Stated exercise
Starting at the line that contains "# target: black sneaker" and ending at the last line of the records, write those lines out again with "black sneaker" swapped for "red sneaker" and nothing else changed.

Data supplied

......

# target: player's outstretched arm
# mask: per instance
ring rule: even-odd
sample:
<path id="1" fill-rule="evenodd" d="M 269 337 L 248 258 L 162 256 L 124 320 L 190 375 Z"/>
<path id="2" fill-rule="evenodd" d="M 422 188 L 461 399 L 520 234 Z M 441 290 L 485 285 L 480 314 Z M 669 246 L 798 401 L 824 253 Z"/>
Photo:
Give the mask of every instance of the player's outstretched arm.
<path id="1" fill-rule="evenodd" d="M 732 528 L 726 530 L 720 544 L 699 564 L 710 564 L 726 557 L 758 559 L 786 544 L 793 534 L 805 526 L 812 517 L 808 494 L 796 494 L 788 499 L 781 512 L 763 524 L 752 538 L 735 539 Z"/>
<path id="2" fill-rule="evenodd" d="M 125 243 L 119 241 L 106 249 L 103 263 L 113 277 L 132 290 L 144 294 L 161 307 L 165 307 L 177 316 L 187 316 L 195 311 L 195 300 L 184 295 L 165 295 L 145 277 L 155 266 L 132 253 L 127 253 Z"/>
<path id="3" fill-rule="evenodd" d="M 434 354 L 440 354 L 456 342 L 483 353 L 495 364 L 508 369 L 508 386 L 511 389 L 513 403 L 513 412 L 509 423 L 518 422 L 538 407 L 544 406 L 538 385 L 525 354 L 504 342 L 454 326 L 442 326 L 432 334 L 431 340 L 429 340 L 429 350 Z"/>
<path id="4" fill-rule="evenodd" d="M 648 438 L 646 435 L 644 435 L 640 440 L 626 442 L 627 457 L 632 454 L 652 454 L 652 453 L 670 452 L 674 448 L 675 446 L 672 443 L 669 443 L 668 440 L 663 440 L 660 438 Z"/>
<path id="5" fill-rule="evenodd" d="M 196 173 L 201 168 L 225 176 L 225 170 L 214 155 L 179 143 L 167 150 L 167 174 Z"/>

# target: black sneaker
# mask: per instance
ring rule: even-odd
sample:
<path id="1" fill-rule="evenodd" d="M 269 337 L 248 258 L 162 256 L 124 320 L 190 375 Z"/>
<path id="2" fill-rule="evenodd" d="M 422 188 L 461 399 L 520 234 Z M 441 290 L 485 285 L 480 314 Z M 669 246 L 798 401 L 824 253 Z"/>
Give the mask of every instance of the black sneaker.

......

Completed task
# target: red sneaker
# mask: per instance
ring rule: even-odd
sample:
<path id="1" fill-rule="evenodd" d="M 269 337 L 248 258 L 162 256 L 124 320 L 190 375 Z"/>
<path id="2" fill-rule="evenodd" d="M 422 188 L 461 399 L 520 234 Z M 441 290 L 485 285 L 480 314 Z M 669 246 L 798 401 L 824 253 Z"/>
Give the mask of every instance of the red sneaker.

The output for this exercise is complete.